**Passage for review:**
"""

Helping stroke survivors walk as normally as possible – Science Nation

Helping stroke survivors walk as normally as possible – Science Nation

Research team focuses on “locomotor learning” for lasting rehabilitation

Description: A major issue in rehabilitation robotics is that devices such as exoskeletons and treadmills correct patients’ movements only while they are using the device. Gelsy Torres-Oviedo, who has a doctorate in biomedical engineering and is the director of the Sensorimotor Learning Lab at the University of Pittsburgh, hopes to change that.

With support from the National Science Foundation (NSF), Torres-Oviedo leads a research team that uses rehabilitation robotics and motion capture cameras to study “locomotor learning.” That’s the ability of a patient with an impaired gait to adapt their walking patterns and learn new movements. This research has broad impact for public health because it aims to guide the use of technology for effective gait rehabilitation after stroke, which is the leading cause of long-term disability in the United States.

"""

**Data supplied:**
"""

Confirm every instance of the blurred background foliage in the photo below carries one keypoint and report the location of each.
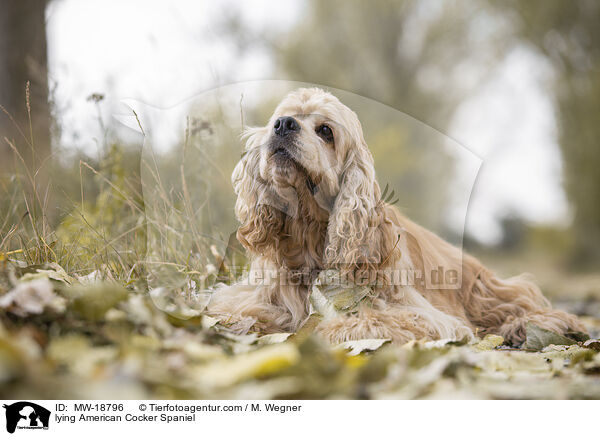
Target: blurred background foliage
(85, 210)
(94, 238)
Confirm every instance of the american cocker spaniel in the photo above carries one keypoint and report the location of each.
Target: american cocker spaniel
(308, 202)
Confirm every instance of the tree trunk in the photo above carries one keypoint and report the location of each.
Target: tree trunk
(23, 59)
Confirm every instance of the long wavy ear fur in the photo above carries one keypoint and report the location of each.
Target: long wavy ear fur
(260, 220)
(359, 238)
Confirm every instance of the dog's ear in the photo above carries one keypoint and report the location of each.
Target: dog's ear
(358, 238)
(260, 221)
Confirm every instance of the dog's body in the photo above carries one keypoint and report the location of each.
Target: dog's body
(308, 201)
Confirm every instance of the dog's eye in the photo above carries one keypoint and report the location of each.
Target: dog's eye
(325, 132)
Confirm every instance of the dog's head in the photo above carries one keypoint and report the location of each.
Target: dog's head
(311, 163)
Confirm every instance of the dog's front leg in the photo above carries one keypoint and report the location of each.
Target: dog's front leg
(398, 324)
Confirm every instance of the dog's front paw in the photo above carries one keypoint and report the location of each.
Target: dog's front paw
(400, 327)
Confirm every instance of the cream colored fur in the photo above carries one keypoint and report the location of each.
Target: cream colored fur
(323, 210)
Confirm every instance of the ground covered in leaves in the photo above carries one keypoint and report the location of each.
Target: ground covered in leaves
(79, 337)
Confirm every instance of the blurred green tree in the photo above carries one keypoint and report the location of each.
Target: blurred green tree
(568, 35)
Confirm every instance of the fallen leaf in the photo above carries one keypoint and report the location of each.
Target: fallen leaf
(539, 338)
(358, 346)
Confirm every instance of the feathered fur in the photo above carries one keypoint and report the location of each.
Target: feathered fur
(319, 207)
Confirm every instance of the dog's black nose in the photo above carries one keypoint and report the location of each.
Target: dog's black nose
(285, 125)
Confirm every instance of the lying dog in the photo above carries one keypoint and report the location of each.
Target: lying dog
(308, 201)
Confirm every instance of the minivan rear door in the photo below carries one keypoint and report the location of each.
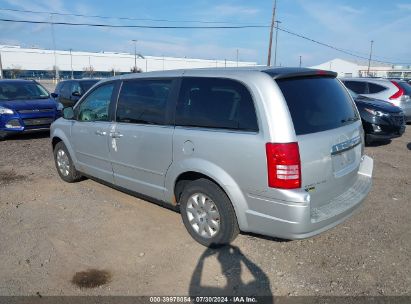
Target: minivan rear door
(329, 134)
(141, 139)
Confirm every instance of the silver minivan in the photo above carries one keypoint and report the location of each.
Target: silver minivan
(278, 152)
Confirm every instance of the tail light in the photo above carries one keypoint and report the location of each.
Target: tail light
(399, 93)
(283, 165)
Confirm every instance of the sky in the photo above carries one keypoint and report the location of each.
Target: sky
(345, 24)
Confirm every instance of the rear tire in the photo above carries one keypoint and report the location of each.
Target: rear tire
(64, 164)
(208, 214)
(368, 140)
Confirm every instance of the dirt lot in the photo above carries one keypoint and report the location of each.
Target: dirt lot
(50, 231)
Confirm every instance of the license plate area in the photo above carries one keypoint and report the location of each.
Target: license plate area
(344, 156)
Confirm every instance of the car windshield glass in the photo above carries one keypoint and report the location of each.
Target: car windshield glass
(406, 87)
(86, 85)
(22, 91)
(352, 93)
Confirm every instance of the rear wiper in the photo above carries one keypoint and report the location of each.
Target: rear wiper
(349, 119)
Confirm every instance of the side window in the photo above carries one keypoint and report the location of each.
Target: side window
(58, 88)
(75, 87)
(375, 88)
(358, 87)
(143, 101)
(215, 103)
(95, 106)
(65, 89)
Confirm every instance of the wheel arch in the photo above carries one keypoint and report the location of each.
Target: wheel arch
(192, 169)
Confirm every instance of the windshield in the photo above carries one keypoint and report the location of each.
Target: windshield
(352, 93)
(22, 91)
(86, 85)
(406, 87)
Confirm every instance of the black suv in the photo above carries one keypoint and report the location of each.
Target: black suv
(380, 119)
(68, 92)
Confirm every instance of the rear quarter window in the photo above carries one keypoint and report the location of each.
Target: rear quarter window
(317, 104)
(215, 103)
(375, 88)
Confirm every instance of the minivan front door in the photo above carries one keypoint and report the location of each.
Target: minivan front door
(91, 133)
(141, 142)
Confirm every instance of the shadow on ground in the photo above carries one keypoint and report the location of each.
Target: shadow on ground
(232, 262)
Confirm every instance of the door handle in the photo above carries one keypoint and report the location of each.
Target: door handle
(101, 133)
(116, 135)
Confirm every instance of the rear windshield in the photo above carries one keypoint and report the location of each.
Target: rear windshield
(317, 103)
(86, 85)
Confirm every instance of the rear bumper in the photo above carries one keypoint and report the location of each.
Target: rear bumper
(17, 123)
(291, 220)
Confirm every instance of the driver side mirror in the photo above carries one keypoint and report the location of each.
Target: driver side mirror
(68, 113)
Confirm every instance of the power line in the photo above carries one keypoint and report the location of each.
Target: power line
(133, 25)
(119, 18)
(350, 53)
(334, 48)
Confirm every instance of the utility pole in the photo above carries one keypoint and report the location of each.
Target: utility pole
(271, 34)
(71, 64)
(135, 54)
(53, 39)
(276, 42)
(1, 68)
(369, 60)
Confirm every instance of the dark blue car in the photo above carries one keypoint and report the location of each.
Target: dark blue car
(25, 106)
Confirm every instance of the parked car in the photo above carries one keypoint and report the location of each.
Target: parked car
(396, 92)
(25, 105)
(381, 120)
(277, 152)
(68, 92)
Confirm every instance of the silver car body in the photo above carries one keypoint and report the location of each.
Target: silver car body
(149, 159)
(404, 101)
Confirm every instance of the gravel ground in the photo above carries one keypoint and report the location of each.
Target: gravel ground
(55, 235)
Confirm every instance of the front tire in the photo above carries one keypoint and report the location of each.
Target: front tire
(64, 164)
(3, 135)
(208, 214)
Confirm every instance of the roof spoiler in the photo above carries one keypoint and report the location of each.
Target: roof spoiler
(283, 73)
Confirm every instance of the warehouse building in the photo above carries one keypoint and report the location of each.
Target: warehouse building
(349, 68)
(18, 62)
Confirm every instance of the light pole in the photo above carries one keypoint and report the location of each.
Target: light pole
(369, 60)
(270, 43)
(54, 47)
(71, 64)
(135, 54)
(276, 42)
(1, 68)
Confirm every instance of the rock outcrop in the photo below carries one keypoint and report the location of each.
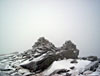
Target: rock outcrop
(49, 53)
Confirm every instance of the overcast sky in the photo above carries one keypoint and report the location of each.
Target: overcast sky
(22, 22)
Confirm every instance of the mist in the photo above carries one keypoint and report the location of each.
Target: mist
(22, 22)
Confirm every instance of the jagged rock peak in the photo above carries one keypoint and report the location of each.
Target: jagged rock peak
(42, 42)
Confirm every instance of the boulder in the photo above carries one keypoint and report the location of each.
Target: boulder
(92, 58)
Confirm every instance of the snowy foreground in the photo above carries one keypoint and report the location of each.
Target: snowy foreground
(8, 67)
(44, 59)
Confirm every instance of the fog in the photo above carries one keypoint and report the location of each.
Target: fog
(22, 22)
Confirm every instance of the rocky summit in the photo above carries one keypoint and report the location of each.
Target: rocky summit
(45, 59)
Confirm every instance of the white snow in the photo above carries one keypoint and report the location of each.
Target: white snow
(65, 64)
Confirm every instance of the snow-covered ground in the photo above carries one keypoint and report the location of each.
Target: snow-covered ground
(66, 64)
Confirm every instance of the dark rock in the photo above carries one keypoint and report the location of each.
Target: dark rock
(30, 66)
(67, 74)
(92, 58)
(74, 61)
(68, 50)
(72, 67)
(59, 72)
(5, 69)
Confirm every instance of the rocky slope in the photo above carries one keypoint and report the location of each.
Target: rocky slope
(44, 59)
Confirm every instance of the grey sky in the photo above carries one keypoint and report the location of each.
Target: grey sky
(22, 22)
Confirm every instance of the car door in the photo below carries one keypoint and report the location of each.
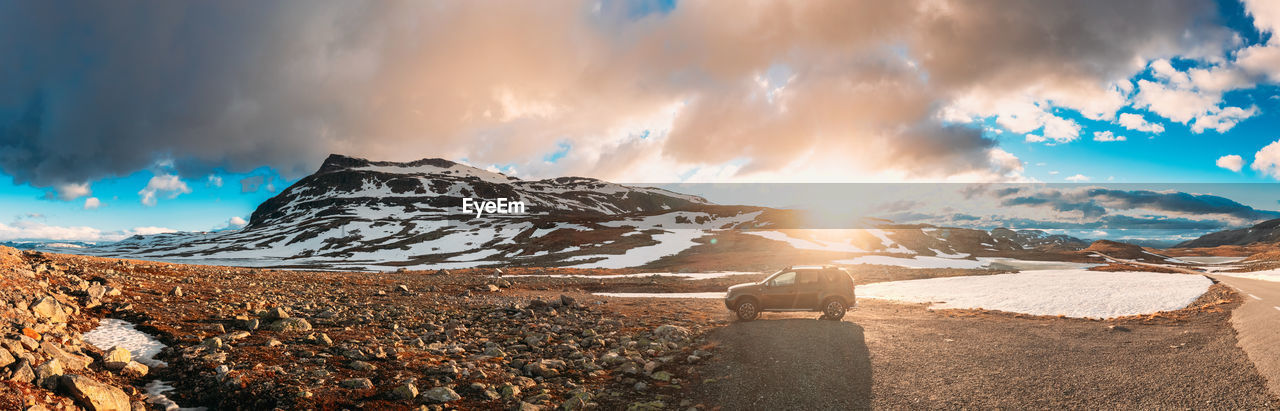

"""

**Exercise tasks:**
a. Reproduce the part of the stroke rehabilitation article starting at "Description: A major" and ending at "the United States.".
b. Resume the article on helping stroke survivors walk, writing what comes after its last sentence.

**Results by task:**
a.
Description: A major issue in rehabilitation robotics is that devices such as exoskeletons and treadmills correct patients’ movements only while they are using the device. Gelsy Torres-Oviedo, who has a doctorate in biomedical engineering and is the director of the Sensorimotor Learning Lab at the University of Pittsburgh, hopes to change that.

With support from the National Science Foundation (NSF), Torres-Oviedo leads a research team that uses rehabilitation robotics and motion capture cameras to study “locomotor learning.” That’s the ability of a patient with an impaired gait to adapt their walking patterns and learn new movements. This research has broad impact for public health because it aims to guide the use of technology for effective gait rehabilitation after stroke, which is the leading cause of long-term disability in the United States.

b.
“We’re very interested in understanding the factors that determine that specificity in learning and how we can manipulate them. We want to help patients retain what they’ve learned and carry it over to their daily living,” says Torres-Oviedo.

The ultimate goal is to use quantitative tools to characterize in a very systematic way the impairments that every stroke survivor has and tailor the intervention.

The research in this episode was supported by NSF award #1535036, the role of naturalistic movements on the generalization of locomotor learning.

NSF Grant URL:

Miles O’Brien, Science Nation Correspondent
Kate Tobin, Science Nation Producer


  1. Timothy Bucky on November 14, 2020 at 8:33 pm

    ten years ago all thought wrongly that we walked with our brain. we have a walk brain in our spine and so can train someone with dead brain in their head to walk with this other brain.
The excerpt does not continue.